Passage given:

──────────────────────────────

What influences employee behavior is not necessarily their pay itself, but the perception of their pay relative to competitive factors. What you pay matters less than how you pay, which many organizations tend to forget.

Chuck - all great points.... workforce segmentation with clear, purposefully distinct pay philosophies that differentiates pay for critical skills and high performers is paramount.

Also, I have run into "translation" issues when companies say "we are competitive in our pay". Many US managers assume that means you can go into a game and expect to win... afterall, you are "competitive". But 50/50 isn't want most American's would want out of their favorite Football team to be be "competitive.... Not to mention Asia, where the literal translation of the word "competitive" often implies "better" or "stonger"....

So - segmentation, and clear descriptions of pay strategy are very important to remain, errrr.... competitve.

──────────────────────────────

Set of tasks:
• A. In the passage on employee pay, what is said to influence employee behavior?
• B. Carry on the passage on employee pay, picking up right after its final sentence.

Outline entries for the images
──────────────────────────────

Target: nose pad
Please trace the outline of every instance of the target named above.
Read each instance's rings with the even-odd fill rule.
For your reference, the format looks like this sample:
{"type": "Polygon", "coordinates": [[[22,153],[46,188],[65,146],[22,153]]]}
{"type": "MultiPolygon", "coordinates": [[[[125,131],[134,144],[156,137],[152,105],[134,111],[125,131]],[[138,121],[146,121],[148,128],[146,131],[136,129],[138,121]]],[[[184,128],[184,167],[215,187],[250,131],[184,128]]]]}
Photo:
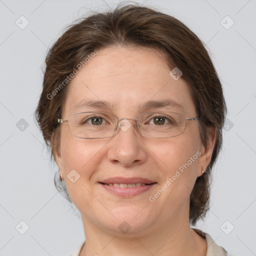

──────────────────────────────

Answers to each task:
• A. The perception of their pay relative to competitive factors, not necessarily the pay itself.

• B.
Even the bottom-payer is "competing"; just not very successfully although quite economicially. Sometimes that is enough, if the low pay is for nonessential work with ample qualified replacement candidates more drawn by perks or the benefit package than the hourly rate. Other jobs require very different treatments and their identities (and needs) change over time.

Since the lazy gutless peanut-butter approach to increase budgeting only ducks responsibility for intelligent pay planning, it frequently takes articles like this to change things. Keep it up!